[BEGIN Page text]

The crackdown signals President Emmerson Mnangagwa’s mounting frustration with Chinese investors—who once enjoyed VIP treatment under Zimbabwe’s “Look East” policy launched at the turn of the millennium.

Tafadzwa Muguti, the Secretary for Presidential Affairs in the Office of the President and Cabinet, issued a stern warning to Chinese investors during a China-Zimbabwe Business Cooperation Roundtable held in Harare this week.

“The majority of you business people are not banking money. You do not have bank accounts. You are keeping money under your mattresses, under the floor, or in the roof. But in China, you don’t do that,” Muguti said. “If everyone hoards US dollars and ZiG [Zimbabwe Gold currency], the economy collapses. There will be no liquidity in the market. So, starting now, we are directing you to bank your money.”

Chinese firms stand accused of operating outside the formal banking system, externalising millions in undeclared earnings, violating labour laws, and engaging in environmentally harmful practices—particularly in the mining sector.

Authorities are also alarmed by growing reports of corruption, permit abuse, and cultural insensitivity, especially involving companies that fail to consult communities when conducting operations in sacred areas.

Muguti condemned the practice of entering Zimbabwe as tourists to conduct business illegally. “It’s not difficult for Chinese nationals to get investment permits. Why are you coming illegally? Let’s follow the protocols. No need to bribe anyone. Let’s do things properly.”

Going forward, Chinese nationals applying for permits or visas will be required to submit a letter of acknowledgment from the Chinese ambassador to ensure the government is fully aware of who is operating in the country.

Muguti also criticised Chinese companies for desecrating burial grounds in pursuit of minerals such as granite and gold.
“We are seeing companies digging up our ancestors’ graves and putting bones aside to start mining. That’s the greatest form of disrespect—even in your culture.”

[END Page text]

Duplicate the stretch from "Authorities are also" through "in sacred areas." in the Zimbabwe investor article.

[BEGIN Supplied information]

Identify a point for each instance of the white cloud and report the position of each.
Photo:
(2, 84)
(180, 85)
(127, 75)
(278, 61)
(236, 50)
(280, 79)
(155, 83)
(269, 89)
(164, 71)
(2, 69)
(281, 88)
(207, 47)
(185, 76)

[END Supplied information]

Solution for this task
Authorities are also alarmed by growing reports of corruption, permit abuse, and cultural insensitivity, especially involving companies that fail to consult communities when conducting operations in sacred areas.